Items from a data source
════
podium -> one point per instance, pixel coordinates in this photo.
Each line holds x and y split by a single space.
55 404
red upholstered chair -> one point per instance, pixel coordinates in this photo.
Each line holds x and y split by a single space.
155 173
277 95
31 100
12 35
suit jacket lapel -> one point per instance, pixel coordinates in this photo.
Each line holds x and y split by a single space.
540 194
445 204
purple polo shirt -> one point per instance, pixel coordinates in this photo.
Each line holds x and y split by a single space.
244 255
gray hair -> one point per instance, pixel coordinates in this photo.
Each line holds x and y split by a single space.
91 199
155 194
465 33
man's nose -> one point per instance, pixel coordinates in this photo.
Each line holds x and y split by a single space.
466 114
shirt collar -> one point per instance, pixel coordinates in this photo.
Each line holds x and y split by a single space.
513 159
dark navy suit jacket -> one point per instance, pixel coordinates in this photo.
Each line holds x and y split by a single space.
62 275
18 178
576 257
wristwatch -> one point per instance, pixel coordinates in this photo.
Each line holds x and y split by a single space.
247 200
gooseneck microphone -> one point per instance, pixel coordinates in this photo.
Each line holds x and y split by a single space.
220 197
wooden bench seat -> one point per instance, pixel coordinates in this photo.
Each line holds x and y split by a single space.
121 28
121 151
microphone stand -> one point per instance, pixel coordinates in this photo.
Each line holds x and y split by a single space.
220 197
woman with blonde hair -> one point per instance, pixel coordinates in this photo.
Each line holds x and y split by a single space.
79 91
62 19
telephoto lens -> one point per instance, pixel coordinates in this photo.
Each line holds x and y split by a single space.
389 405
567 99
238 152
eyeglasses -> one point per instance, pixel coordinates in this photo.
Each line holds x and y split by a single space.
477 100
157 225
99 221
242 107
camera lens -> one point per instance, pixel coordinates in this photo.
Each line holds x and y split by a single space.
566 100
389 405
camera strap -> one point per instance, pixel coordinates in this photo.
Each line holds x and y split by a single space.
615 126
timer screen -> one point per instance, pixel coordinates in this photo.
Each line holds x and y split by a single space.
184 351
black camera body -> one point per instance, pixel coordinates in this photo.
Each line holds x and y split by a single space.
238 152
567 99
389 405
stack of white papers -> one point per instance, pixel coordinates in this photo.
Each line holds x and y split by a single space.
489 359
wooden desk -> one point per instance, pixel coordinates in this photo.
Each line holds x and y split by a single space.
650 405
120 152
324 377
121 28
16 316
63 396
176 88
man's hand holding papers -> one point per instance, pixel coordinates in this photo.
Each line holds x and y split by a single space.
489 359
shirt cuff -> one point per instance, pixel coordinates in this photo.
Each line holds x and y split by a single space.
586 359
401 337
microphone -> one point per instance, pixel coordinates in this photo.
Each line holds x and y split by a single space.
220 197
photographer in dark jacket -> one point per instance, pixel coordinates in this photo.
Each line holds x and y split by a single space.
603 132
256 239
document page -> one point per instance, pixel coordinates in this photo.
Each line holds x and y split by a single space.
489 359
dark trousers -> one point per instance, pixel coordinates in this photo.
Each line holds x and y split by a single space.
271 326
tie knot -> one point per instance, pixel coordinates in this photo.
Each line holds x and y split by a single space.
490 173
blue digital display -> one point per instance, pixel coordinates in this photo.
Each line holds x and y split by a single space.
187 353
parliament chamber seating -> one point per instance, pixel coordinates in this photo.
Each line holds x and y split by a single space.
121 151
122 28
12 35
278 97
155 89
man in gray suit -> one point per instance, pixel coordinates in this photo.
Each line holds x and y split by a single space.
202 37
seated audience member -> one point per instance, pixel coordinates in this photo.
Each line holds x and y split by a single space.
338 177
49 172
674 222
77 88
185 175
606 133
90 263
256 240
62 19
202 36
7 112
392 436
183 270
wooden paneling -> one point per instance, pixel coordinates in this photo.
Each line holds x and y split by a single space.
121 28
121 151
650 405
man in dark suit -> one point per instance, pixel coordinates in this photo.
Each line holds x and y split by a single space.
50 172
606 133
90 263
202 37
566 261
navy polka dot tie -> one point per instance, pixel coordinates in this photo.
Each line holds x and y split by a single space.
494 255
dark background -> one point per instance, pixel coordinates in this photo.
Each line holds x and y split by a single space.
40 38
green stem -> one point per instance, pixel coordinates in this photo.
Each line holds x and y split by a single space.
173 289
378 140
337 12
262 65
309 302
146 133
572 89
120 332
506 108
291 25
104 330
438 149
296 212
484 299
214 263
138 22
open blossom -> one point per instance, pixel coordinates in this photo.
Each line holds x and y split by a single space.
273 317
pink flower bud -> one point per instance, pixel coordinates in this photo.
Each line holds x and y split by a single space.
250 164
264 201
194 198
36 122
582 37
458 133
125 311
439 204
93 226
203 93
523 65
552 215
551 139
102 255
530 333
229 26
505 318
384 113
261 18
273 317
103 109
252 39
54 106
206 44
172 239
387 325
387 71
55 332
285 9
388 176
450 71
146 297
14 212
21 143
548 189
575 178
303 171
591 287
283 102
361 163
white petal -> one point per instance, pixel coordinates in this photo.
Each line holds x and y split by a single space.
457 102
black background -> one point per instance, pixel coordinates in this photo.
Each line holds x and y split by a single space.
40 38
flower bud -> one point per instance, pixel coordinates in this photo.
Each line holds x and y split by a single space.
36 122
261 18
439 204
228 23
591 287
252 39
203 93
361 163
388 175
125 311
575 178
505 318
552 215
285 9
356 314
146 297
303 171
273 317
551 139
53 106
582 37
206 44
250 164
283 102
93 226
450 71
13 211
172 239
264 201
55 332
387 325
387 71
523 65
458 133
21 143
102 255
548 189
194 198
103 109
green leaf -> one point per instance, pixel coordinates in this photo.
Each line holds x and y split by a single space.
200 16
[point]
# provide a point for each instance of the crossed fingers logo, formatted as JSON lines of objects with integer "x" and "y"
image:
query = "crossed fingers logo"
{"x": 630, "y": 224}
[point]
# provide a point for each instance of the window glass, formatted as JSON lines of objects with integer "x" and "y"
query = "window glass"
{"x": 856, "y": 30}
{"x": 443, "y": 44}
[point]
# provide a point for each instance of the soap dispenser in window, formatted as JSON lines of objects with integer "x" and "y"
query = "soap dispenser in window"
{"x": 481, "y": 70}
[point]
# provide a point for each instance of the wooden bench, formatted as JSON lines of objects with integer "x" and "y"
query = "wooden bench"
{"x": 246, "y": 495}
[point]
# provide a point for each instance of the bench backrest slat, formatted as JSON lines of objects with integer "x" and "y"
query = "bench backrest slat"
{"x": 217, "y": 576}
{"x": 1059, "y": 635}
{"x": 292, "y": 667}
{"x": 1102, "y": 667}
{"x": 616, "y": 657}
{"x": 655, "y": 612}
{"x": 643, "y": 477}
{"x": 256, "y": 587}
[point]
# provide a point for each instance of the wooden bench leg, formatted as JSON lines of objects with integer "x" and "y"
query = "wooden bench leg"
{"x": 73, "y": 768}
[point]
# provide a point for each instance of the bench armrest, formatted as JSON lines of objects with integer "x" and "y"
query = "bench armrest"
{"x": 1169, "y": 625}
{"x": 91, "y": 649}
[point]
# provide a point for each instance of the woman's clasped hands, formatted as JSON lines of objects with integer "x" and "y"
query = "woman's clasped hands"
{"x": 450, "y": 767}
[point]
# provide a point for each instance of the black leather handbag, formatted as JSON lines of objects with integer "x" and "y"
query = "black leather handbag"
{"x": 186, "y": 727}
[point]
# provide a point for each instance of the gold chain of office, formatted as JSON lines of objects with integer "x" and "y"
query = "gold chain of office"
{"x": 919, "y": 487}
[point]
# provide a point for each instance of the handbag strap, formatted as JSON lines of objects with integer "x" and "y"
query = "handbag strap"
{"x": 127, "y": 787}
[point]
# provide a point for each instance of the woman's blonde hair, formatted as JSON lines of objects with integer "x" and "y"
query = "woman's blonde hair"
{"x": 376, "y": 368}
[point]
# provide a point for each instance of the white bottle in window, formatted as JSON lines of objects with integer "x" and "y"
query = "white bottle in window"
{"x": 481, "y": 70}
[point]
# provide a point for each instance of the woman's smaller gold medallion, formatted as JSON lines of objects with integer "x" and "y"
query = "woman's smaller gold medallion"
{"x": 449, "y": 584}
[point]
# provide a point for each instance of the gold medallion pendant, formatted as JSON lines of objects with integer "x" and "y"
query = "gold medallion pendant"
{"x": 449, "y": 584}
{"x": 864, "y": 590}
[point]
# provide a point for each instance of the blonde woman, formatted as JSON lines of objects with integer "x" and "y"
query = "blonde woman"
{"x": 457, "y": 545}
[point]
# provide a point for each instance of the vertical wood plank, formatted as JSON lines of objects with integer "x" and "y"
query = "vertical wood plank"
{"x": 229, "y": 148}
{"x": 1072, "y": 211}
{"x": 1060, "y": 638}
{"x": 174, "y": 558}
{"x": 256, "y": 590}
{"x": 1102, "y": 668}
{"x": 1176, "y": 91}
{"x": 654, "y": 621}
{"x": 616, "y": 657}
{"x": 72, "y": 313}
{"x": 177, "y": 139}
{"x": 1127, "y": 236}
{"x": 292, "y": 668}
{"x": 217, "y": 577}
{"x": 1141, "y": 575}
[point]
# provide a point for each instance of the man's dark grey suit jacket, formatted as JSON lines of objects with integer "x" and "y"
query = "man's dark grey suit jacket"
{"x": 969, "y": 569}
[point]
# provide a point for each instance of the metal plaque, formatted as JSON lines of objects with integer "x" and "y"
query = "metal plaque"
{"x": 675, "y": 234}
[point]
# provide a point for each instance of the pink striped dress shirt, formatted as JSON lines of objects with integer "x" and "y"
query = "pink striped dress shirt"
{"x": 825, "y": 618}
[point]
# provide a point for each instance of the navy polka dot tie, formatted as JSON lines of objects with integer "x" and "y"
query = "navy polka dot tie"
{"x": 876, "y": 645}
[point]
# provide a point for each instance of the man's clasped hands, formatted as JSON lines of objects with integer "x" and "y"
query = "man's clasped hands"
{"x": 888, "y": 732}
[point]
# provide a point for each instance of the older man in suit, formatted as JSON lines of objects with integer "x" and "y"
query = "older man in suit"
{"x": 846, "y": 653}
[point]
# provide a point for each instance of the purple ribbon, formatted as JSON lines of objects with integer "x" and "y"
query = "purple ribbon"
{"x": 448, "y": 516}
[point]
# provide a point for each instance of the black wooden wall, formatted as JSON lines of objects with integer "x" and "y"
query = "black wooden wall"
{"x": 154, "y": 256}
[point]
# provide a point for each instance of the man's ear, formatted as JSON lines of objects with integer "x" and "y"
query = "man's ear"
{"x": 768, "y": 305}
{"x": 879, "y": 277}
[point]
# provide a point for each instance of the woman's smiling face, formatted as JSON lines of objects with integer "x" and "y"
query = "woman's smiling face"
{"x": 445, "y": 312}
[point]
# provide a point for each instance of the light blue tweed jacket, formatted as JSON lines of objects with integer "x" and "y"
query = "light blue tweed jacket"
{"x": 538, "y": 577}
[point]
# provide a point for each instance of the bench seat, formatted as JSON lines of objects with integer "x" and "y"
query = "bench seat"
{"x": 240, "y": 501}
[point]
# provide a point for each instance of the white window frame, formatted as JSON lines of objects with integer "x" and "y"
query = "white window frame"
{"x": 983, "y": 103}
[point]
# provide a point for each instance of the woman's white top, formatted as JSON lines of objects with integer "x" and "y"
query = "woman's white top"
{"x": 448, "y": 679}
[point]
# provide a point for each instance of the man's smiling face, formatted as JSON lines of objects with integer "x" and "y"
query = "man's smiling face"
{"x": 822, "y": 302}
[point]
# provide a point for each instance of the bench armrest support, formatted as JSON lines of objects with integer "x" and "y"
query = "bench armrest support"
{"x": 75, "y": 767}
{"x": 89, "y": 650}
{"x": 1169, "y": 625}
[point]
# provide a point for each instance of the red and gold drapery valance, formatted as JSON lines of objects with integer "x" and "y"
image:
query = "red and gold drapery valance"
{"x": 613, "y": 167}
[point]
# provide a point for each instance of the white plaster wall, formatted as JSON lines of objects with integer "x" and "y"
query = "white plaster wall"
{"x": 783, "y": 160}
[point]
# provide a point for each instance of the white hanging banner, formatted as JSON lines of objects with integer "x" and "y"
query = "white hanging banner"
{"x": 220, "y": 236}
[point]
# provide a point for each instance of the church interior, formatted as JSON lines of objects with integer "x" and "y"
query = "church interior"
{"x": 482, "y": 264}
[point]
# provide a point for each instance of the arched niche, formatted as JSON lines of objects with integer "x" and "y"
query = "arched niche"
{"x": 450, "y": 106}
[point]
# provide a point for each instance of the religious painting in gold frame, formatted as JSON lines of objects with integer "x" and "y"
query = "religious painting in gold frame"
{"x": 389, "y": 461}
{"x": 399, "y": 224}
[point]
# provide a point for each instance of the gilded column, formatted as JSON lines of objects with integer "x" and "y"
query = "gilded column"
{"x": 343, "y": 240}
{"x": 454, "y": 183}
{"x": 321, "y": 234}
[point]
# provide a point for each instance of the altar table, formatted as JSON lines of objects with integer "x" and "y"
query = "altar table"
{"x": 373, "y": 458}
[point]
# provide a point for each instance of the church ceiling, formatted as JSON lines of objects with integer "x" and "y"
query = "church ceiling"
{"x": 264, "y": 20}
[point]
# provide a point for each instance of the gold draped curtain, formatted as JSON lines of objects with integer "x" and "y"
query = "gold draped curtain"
════
● Goal of the exercise
Say how many lines above contain the string "camera". Answer with the number only.

● Response box
3